## GIVEN TEXT
Screen Reviews
The Strange Case of Dr. Jekyll and Miss Osbourne

The Strange Case of Dr. Jekyll and Miss Osbourne

directed by Walerian Borowczyk

starring Udo Kier, Marina Pierro, and Patrick Magee

Arrow Films

I set out to count the Dr. Jekyll movies on IMDB, and got bored at 50 plus. It just goes to show how much mileage you can get out of a good public domain horror story, and this version adds torture, sex and blood than many others. Elegant and professional Dr. Henry Jekyll (Udo Kier) is getting married; the “lucky” girl is Fanny Osbourne (Marina Pierro). Set in a Victorian house of money filled with servants and secrets this story begins conventionally but soon spirals down in to the gruesome and hideous. If your cool with that, read on. Dr. J is doing some medical experiments, and discovers a transformative potion. In the grand Victorian tradition he experiments on himself, and the only ethical consideration is who will control his estate. He signs some papers, makes some lies, and soon we are visiting Splatterville, WC 1.

A master of over the top violence Kier fills meat hooks with bodies dripping with blood from violated genitals. You’re disturbed but not surprised, Mr. Hyde goes to a level of violence beyond aggressive and enters the Texas Chainsaw-meth head zone. When Hyde attacks Jekyll’s social network, it’s like Krystal Nacht for everyone. His fiancé catches wind of the transformation and seems intrigued by the heavy duty S&M joys Hyde torques off on. And here’s the bender: she grabs his mystical chemical powder and does her own transformation. As they say: it’s a wedding made in hell, and both seem to enjoy the result. You mileage may vary; I personally had to take a cold shower and a few Clopamine to come down off this bloody jag. Even my DVD player hasn’t been the same since.

As all Arrow re-issues, this one is packed with special features. Rather than a director’s commentary we can eavesdrop on an interviews by the principles from the crew and get some insight into this troubling “process.” A pair of short films were tossed in, they have nothing to do with the main feature but these are fun but not enough to sugar coat the feature gore. This is not film for everyone, but if 50 Shades isn’t enough, perhaps this is.

## YOUR OBJECTIVE
Retype the part of the film review above that opens with the words "Arrow Films" and closes with "Splatterville, WC 1.", keeping every word and mark unchanged.

## RAW DATA
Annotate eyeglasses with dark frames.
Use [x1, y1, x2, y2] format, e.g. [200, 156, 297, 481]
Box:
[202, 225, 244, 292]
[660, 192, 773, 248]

## ANSWER
Arrow Films

I set out to count the Dr. Jekyll movies on IMDB, and got bored at 50 plus. It just goes to show how much mileage you can get out of a good public domain horror story, and this version adds torture, sex and blood than many others. Elegant and professional Dr. Henry Jekyll (Udo Kier) is getting married; the “lucky” girl is Fanny Osbourne (Marina Pierro). Set in a Victorian house of money filled with servants and secrets this story begins conventionally but soon spirals down in to the gruesome and hideous. If your cool with that, read on. Dr. J is doing some medical experiments, and discovers a transformative potion. In the grand Victorian tradition he experiments on himself, and the only ethical consideration is who will control his estate. He signs some papers, makes some lies, and soon we are visiting Splatterville, WC 1.